Entries provided ▸
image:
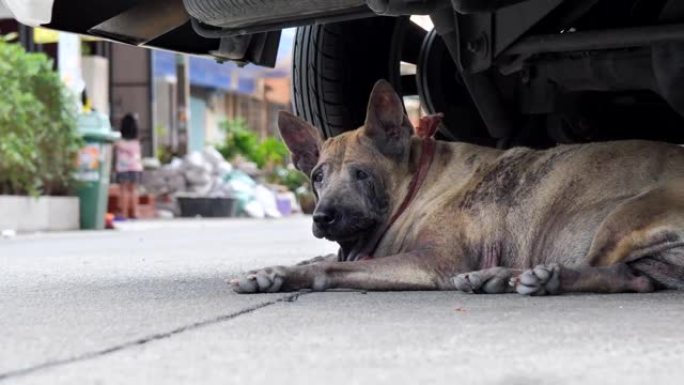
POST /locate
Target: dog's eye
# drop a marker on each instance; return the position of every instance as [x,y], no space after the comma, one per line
[361,175]
[317,177]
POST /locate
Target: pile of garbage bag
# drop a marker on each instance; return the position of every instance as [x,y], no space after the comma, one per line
[207,174]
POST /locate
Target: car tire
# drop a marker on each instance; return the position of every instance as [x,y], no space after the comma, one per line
[334,68]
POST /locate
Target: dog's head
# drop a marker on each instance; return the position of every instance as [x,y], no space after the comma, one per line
[353,174]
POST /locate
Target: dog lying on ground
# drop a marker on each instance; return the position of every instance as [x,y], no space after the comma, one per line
[411,213]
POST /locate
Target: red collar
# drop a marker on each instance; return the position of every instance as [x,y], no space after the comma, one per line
[426,129]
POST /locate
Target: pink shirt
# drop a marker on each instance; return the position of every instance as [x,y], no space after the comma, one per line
[128,156]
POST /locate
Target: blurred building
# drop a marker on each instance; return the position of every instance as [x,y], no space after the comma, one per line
[180,101]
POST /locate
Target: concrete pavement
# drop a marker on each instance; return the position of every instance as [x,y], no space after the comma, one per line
[148,304]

Exercise aim ▸
Reproduce all of the data above verbatim, line by line, omitting the image.

Worked answer ▸
image:
POST /locate
Target: dog's eye
# drop a marker on each instance; return the position of every instance as [x,y], no space after the comma, one per line
[361,175]
[317,177]
POST /locate
Target: pile of garbage bag
# drop a marker on each instance; return the position of every instance as [x,y], no space after the comma, one per line
[207,174]
POST /locate
Target: car tire
# drop a marker on each instance; return the position of every instance as [x,y], no space after the comma, one per line
[334,68]
POST /locate
Target: dog's head
# drop a marker on each instance; return the position of every instance as [x,y], no space after the comma, one per line
[353,174]
POST /locate
Target: dog lying on ground
# drop a marker on each instance; return the position of every instance as [x,y], no space after the comma, one per line
[411,213]
POST /locate
Target: red collar
# drop a marker on each instance; return the position of every instance as [x,y], no space after the comma, one per line
[426,129]
POST /locate
Target: pink shirt
# drop a marker on each instance; return the position of every instance as [x,y], no space after the comma, one per line
[128,156]
POST /locate
Target: blurred building
# drop a marker on each instance; return the position of every instance as [x,y], no space after the comma, one per line
[180,101]
POST /locate
Target: concrete pavement
# drop a marker on each instance; return the position of every instance as [x,y], no space after the comma, one per line
[148,304]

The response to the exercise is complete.